++++ DOCUMENT SEGMENT ++++
The greatest single contribution made by Facebook to society is an unintended byproduct of the ubiquitous social media platform. By having a Facebook Page you can no longer hide in the closet. The process of "coming out" is a thing of the past.
Your posts, your "friends,” your pictures, the videos you upload, tell the story of your life for you. On Facebook being gay is soooooo 1990. Once you sign up you relinquish everything about yourself, you make your life a 24/7 broadcast. You trade privacy for public exposure. It makes it so much easier, especially for young gays, or anybody fitting one of its 56 gender identity options, to come to terms with themselves.
Statistics say that 70 percent of Americans have at least one gay friend on FB. Society's perception of who we are today, the progress we have made (see the speed of gay marriage), is in part due to the openness of social media. But that is as far as I go. Otherwise I have no use for Facebook. It's email or texting or spam on crack.
I don’t need, or want, “150 digital friends.” A person's circle of actual (e.g. real) friends remains small and it is limited not by technology but by human nature. The psychological stress that a close relationship requires is considerable and we all have limited emotional capital to spare. The paradox is that, courtesy of social media, we have become more detached and isolated from one another, even lonelier, because this hyper interactivity is shallow if not ephemeral.
I am blessed with a few special, wonderful, friends whose face-to-face interaction I would not trade for a Facebook page. I would miss their laughter, their facial expressions, their quips, their jokes, their heartfelt impromptus comments, the sound of their voices, the animated conversation about a movie or an event, the eyes rolling, even their anger. Things that digital media has not yet achieved in transmitting through the glare of a screen. We meet fewer people now, we gather less and when we do our bonds are not as meaningful because we are distracted by wanting to contact those who are not present. It is as if people are instantly bored with whoever is sitting in front of them and so they click and wait and click and wait for somebody else's page to chime in.
Don't wait for me. I promise that if I want to see pictures of your trip to Bumfuckville I will ask for them. If I want to know how bad the latest restaurant you tried is I will call you, or we can discuss it over two, or four, glasses of wine. Otherwise I really don't give a damn about what you had for breakfast, how your ferret is doing or if you picked up your dry cleaning. My interest in your digital life would be sparked, perhaps, by an Instagram of you on your knees, in the middle of the desert, with Jihadi John behind you brandishing a sword. Then I would probably spend a few seconds checking it out and evaluating how becoming orange is on you. Otherwise I have better ways of wasting my time.
It is called the Transparent Age; to me it's the Opaque Reality Age. Most people live in a state of absolute dependence of their own, often imagined, views. Face it, you are muttering to yourself. Nobody really gives a shit about what you say on your wall. "Your friends" might hit the like button only because they want you to do the same when they post some inanities on theirs. Your comments have also the power to piss off somebody else reading them even though they were not directed at them. The emptiness of it all makes me want to turn the TV on and find a televangelist. He is certainly more stimulating. And if I want to read something boring I will print the transcripts of a Ted Cruz filibuster. It's verbal garbage, blatherskite plain and simple. All those bits and pieces of useless narcissistic information are forever circling the internet like space junk. Everything is swallowed into oblivion but nothing goes away, and it is always retrievable, coming back to bite you when you least expect it. And all those pictures? Please, you are not taking and posting a selfie you are taking a lonely.
++++
### COMPLETE THE FOLLOWING
**1.** In the essay on Facebook, which items are said to tell the story of your life for you? Please list them all.
**2.** Duplicate the stretch of the Facebook essay from "I don’t need, or" through "if not ephemeral.".
**3.** According to the statistics cited in the Facebook essay, what percentage of Americans have at least one gay friend on FB?
++++ GIVEN RECORDS ++++
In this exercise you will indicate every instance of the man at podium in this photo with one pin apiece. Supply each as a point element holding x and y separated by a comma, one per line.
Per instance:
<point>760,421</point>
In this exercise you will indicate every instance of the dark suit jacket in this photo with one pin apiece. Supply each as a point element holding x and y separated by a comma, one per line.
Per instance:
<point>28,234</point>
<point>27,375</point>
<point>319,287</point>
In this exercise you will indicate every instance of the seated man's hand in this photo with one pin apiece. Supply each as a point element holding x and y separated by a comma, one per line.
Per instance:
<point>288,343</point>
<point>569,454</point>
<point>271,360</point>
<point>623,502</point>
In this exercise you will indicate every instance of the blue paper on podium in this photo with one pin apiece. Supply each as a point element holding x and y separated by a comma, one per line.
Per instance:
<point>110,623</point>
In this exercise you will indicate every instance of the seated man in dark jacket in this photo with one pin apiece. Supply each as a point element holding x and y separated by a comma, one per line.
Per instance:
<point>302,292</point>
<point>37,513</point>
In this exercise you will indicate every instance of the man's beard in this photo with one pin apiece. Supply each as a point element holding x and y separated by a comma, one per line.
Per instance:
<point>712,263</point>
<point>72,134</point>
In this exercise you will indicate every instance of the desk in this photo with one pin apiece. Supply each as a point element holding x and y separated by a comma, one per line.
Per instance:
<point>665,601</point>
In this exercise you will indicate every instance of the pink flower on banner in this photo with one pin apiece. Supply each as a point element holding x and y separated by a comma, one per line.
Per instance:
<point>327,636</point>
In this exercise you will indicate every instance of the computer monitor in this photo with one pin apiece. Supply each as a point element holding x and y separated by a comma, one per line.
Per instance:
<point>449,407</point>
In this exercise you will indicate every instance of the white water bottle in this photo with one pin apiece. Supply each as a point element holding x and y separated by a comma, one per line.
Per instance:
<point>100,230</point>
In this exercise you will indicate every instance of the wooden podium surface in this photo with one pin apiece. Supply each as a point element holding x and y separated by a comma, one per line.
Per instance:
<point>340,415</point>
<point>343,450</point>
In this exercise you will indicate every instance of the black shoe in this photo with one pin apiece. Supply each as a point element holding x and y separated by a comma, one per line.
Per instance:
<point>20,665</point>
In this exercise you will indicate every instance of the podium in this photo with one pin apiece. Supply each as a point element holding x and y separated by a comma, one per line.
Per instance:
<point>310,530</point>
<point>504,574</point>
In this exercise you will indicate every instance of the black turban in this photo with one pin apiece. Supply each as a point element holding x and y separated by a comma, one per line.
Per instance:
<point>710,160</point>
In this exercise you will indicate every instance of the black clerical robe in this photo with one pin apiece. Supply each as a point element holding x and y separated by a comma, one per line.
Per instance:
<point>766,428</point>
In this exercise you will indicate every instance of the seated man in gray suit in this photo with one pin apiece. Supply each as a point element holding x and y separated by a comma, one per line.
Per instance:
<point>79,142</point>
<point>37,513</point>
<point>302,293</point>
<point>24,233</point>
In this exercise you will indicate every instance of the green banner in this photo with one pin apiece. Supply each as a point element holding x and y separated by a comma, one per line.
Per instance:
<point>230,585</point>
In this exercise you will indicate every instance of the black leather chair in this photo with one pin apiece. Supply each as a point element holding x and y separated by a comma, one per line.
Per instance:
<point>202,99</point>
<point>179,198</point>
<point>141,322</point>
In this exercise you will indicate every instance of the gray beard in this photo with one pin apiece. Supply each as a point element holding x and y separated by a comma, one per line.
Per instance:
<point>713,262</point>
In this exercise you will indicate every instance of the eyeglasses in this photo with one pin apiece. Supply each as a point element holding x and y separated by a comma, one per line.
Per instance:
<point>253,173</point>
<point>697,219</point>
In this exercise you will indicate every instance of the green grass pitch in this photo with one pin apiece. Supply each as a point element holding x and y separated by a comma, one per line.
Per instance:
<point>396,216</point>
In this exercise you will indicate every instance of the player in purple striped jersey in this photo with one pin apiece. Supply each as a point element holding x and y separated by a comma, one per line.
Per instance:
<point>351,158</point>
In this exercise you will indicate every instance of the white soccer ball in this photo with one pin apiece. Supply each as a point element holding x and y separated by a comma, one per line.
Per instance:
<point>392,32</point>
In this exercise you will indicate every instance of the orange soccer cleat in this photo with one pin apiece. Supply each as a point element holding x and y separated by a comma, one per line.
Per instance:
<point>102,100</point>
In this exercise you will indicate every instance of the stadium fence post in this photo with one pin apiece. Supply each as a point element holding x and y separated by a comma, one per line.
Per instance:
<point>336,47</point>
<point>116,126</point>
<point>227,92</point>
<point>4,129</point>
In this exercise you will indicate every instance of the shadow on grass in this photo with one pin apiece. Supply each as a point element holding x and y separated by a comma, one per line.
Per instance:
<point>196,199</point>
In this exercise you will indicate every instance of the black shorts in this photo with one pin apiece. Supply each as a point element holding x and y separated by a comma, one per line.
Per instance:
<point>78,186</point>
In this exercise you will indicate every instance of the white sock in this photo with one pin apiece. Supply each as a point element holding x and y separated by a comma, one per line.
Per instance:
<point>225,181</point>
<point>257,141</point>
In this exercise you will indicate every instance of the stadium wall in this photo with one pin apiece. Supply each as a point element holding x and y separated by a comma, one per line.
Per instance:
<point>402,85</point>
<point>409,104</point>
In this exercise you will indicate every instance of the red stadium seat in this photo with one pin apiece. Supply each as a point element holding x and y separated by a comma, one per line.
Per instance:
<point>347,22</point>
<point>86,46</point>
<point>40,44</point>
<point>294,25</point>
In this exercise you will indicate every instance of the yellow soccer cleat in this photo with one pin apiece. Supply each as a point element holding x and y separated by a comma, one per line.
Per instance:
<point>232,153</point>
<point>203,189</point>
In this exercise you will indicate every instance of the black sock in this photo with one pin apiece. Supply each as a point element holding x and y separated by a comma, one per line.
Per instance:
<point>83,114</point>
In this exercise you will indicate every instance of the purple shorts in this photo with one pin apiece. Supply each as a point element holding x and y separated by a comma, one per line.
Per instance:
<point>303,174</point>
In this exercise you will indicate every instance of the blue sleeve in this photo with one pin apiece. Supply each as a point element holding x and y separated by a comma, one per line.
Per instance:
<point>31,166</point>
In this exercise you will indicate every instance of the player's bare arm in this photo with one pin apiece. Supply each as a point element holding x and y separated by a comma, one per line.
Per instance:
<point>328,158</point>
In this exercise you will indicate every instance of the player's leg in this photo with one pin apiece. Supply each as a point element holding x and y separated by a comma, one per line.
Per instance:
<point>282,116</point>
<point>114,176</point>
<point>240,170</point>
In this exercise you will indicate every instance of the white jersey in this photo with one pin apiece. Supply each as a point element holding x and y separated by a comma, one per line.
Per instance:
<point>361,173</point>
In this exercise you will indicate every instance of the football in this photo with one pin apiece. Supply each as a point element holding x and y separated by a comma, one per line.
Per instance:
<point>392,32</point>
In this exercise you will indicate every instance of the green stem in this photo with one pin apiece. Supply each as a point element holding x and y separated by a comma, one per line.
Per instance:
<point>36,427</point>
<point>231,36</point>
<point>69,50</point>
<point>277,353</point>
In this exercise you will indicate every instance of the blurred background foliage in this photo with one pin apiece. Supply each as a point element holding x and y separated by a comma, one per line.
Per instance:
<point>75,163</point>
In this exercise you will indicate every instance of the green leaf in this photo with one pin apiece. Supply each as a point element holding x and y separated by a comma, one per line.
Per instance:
++++
### PER-TASK OUTPUTS
**1.** Your posts, your "friends," your pictures, and the videos you upload.

**2.**
I don’t need, or want, “150 digital friends.” A person's circle of actual (e.g. real) friends remains small and it is limited not by technology but by human nature. The psychological stress that a close relationship requires is considerable and we all have limited emotional capital to spare. The paradox is that, courtesy of social media, we have become more detached and isolated from one another, even lonelier, because this hyper interactivity is shallow if not ephemeral.

**3.** 70 percent.